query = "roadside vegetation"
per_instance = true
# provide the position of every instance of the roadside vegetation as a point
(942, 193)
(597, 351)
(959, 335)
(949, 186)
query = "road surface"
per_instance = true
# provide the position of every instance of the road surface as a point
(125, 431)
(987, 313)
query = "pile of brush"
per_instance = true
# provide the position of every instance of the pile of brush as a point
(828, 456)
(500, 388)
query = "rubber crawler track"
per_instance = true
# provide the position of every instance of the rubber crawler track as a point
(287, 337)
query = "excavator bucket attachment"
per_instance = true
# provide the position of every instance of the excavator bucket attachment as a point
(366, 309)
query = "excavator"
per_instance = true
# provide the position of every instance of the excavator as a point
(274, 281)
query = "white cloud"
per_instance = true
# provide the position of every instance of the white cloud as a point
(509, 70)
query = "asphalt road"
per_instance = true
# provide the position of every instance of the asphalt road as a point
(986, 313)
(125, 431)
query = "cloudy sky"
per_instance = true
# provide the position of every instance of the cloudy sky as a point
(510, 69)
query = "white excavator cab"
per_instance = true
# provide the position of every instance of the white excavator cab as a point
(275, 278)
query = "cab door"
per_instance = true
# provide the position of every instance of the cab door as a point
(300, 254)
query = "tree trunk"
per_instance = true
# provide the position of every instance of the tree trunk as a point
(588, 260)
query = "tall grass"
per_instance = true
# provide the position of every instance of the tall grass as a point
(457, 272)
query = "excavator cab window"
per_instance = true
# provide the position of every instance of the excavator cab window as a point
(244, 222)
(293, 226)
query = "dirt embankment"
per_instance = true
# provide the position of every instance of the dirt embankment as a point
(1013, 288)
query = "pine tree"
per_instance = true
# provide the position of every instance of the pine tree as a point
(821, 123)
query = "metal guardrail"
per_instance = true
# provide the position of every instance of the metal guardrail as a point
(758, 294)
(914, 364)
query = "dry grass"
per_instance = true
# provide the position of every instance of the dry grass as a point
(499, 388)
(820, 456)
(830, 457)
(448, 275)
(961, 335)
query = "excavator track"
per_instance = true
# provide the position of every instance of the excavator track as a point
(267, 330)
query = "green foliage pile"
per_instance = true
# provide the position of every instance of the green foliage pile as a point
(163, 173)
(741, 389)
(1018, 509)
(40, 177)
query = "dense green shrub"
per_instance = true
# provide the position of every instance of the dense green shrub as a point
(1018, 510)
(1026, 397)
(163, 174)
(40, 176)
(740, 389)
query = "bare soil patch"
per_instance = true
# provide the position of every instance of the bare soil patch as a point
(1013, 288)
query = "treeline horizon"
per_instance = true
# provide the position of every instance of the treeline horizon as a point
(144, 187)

---

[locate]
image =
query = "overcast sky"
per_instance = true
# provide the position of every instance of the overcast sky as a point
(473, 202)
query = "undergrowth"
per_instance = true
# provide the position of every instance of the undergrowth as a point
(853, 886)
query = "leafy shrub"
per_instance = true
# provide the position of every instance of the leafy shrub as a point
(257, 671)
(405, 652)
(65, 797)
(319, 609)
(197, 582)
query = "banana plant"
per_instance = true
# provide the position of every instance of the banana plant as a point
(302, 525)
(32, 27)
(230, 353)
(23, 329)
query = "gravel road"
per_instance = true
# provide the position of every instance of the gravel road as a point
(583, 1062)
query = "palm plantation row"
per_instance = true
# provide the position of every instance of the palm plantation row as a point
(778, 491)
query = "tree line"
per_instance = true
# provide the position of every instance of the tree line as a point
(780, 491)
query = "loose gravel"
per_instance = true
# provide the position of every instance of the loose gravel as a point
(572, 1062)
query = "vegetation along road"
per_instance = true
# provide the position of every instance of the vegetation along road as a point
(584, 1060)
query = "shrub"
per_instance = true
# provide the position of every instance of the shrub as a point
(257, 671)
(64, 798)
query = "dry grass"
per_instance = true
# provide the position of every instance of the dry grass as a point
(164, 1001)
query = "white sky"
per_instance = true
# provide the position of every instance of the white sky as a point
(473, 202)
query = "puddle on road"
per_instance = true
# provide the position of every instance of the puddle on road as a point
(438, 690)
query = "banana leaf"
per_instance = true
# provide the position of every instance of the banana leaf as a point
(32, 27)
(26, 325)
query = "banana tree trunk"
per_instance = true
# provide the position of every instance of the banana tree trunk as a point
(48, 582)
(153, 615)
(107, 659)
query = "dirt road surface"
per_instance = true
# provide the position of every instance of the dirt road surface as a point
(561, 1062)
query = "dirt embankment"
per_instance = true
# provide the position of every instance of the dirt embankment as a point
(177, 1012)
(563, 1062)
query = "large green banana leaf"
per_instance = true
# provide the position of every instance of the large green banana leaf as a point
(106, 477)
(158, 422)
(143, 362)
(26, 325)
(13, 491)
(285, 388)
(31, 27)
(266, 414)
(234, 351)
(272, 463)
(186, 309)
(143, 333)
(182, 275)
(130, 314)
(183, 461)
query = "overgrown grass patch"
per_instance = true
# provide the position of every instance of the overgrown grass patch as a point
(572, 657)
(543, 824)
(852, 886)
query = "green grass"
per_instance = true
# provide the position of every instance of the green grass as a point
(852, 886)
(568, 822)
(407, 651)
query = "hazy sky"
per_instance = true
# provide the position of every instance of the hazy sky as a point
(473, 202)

...

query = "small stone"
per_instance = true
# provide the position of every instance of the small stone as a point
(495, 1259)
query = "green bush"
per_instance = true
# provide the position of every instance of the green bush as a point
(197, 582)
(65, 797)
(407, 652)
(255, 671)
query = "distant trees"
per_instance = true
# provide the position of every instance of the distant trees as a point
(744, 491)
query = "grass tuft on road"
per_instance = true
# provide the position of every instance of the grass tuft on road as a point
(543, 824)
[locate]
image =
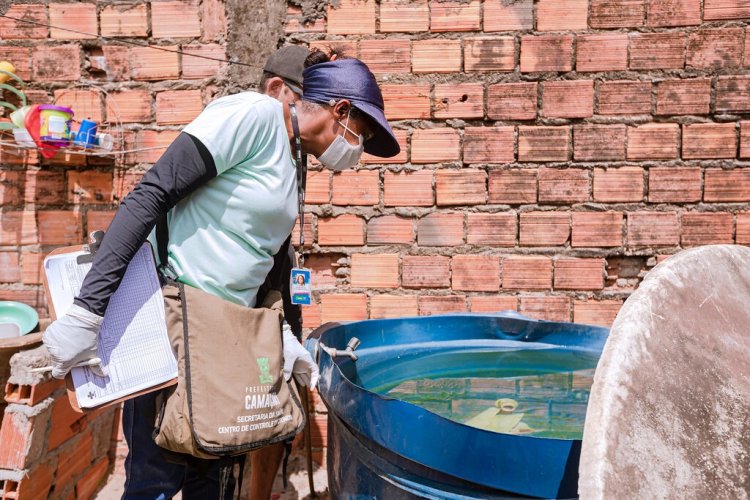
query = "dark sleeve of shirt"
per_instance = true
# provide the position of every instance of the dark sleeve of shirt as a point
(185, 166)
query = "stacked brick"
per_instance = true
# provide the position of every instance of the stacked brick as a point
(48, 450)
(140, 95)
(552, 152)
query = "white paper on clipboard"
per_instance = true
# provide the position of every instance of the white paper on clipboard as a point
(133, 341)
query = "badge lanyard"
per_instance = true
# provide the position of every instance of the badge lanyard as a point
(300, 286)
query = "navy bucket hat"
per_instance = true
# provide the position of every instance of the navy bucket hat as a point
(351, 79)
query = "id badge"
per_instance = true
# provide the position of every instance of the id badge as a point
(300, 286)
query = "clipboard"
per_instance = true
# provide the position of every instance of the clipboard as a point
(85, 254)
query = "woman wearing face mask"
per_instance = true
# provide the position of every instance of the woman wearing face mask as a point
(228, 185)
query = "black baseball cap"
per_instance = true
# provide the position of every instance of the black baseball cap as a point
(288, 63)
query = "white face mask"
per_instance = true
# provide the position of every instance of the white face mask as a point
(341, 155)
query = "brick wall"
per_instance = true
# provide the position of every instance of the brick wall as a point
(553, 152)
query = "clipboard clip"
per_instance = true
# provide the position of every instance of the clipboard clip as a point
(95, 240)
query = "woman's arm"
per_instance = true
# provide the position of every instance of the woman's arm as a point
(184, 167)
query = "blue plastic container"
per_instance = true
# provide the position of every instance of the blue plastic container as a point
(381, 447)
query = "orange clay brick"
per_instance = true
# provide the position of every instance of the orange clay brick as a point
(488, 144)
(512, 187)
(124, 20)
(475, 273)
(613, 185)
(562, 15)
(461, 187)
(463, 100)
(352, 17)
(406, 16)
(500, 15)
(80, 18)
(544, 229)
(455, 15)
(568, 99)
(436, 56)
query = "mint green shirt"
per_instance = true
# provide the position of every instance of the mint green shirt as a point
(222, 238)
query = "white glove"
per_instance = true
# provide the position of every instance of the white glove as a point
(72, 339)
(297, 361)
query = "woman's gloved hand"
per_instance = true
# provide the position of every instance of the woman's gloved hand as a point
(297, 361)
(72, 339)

### Exercise details:
Select and copy every line of the records above that contains the word "lanyard".

### Exercise solution:
query = "badge lanyard"
# provide the position of every instance of the badge lanyard as a point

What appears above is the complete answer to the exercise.